— START OF Available records —

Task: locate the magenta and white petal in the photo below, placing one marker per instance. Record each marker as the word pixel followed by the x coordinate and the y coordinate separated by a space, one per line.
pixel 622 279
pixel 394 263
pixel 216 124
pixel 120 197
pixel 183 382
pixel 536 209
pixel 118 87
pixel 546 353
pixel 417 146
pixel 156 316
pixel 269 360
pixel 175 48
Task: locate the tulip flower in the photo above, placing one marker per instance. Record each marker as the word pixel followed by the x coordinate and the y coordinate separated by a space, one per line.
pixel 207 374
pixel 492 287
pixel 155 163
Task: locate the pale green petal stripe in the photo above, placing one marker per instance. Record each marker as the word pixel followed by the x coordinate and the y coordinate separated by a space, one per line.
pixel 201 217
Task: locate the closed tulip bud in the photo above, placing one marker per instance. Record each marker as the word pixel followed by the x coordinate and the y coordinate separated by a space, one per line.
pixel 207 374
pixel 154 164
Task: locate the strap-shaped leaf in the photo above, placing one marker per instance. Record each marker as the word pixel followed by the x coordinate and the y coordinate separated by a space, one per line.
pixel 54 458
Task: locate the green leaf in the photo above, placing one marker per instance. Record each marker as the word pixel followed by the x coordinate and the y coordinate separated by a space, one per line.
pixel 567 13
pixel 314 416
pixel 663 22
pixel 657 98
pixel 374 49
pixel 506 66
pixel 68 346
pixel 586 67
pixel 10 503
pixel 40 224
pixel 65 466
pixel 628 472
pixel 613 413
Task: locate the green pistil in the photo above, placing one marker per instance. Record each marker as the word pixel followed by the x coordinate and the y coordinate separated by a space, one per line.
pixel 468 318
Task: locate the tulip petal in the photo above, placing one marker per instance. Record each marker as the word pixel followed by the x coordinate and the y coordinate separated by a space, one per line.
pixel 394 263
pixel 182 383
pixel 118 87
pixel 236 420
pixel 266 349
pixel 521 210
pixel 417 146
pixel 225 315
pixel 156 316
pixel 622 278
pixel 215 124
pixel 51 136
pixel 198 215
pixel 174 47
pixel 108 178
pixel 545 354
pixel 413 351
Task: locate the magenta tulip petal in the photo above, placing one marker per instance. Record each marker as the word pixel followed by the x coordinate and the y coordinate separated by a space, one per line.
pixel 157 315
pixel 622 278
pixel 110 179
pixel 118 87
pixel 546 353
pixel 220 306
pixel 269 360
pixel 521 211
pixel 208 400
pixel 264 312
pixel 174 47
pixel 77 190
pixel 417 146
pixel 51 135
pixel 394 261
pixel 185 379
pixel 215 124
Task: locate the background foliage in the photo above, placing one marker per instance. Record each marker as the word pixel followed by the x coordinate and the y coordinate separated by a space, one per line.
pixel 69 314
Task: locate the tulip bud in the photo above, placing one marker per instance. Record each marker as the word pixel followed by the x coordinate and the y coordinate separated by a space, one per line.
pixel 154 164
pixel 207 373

— END OF Available records —

■ **What you are asked to do**
Rewrite the lines above as a two-column CSV headed task_text and answer, with one row for each line that begins with "Task:". Put that line in the first field and all the pixel lines beneath it, up to the next "Task:" line, in the second, quoting each field and turning line breaks into spaces.

■ **Exercise output**
task_text,answer
"Task: locate the magenta and white petal in the photo below, placing one marker per instance. Record each marker as the word pixel followed by the x coordinate and the y coordinate separated by a space, one per line.","pixel 622 279 pixel 394 263 pixel 216 124 pixel 120 197 pixel 183 382 pixel 536 209 pixel 118 87 pixel 546 353 pixel 417 146 pixel 156 316 pixel 269 360 pixel 175 48"
"Task: locate the tulip flower in the photo above, placing one marker per instance. Record each marker as the word pixel followed by the x coordinate and the y coordinate separated by a space, one per line.","pixel 207 374 pixel 492 287 pixel 155 163"
"Task: locate the pale green petal stripe in the photo above, placing one marker per instance. Record each marker as the word pixel followed by the x coordinate and the y coordinate separated by a space, one per line.","pixel 201 217"
"Task: locate the closed tulip bud in the photo above, placing one marker per instance. Record each marker as the word pixel followed by the x coordinate and the y coordinate separated by a space, one per line.","pixel 207 374 pixel 154 164"
"Task: locate the strap-shaped leaf in the photo above, placing one marker per instance. Record each marker as the word pixel followed by the x coordinate and the y coordinate separated by a space, one per line.","pixel 54 458"
"Task: locate the green leaf in the photo above, placing one marker per instance. Record each marker as the word pixel followed by the x coordinate and the y coordinate separated by a space, one per line.","pixel 567 13 pixel 314 416 pixel 663 22 pixel 657 98 pixel 374 49 pixel 506 66 pixel 68 346 pixel 586 67 pixel 10 503 pixel 40 224 pixel 65 466 pixel 628 472 pixel 613 413"
"Task: locate the green pistil in the photo above, placing one marker per instance. Record each marker as the word pixel followed by the x coordinate and the y coordinate separated by a space, one per line.","pixel 468 318"
"Task: locate the tulip petal in the photo above, placing one marker per instance. Record each marker as the word pixel followed by the x coordinate and the y coordinate separated by a space, one per line.","pixel 394 263 pixel 182 383 pixel 118 87 pixel 236 420 pixel 266 349 pixel 521 210 pixel 417 146 pixel 225 315 pixel 156 316 pixel 622 278 pixel 215 124 pixel 51 136 pixel 198 215 pixel 174 47 pixel 108 178 pixel 545 354 pixel 413 351"
"Task: locate the magenta tulip petal in the photo above, placing one marker per instance. Record each marker as the word pixel followed by the x coordinate and the y coordinate separated by a space, one per line.","pixel 157 315 pixel 622 278 pixel 110 179 pixel 118 87 pixel 546 353 pixel 220 306 pixel 269 360 pixel 521 211 pixel 208 400 pixel 264 312 pixel 174 47 pixel 77 190 pixel 417 146 pixel 51 135 pixel 394 261 pixel 185 379 pixel 215 124"
"Task: locate the background foliage in the photo above, placing one marker per instance. Record each marker as the word pixel followed by the x coordinate and the y coordinate separated by a space, one per line.","pixel 69 314"
"Task: locate the tulip bud in the photo above, placing one marker per instance. Record each marker as the word pixel followed by the x coordinate and the y coordinate separated by a space, one per line.","pixel 154 164 pixel 207 373"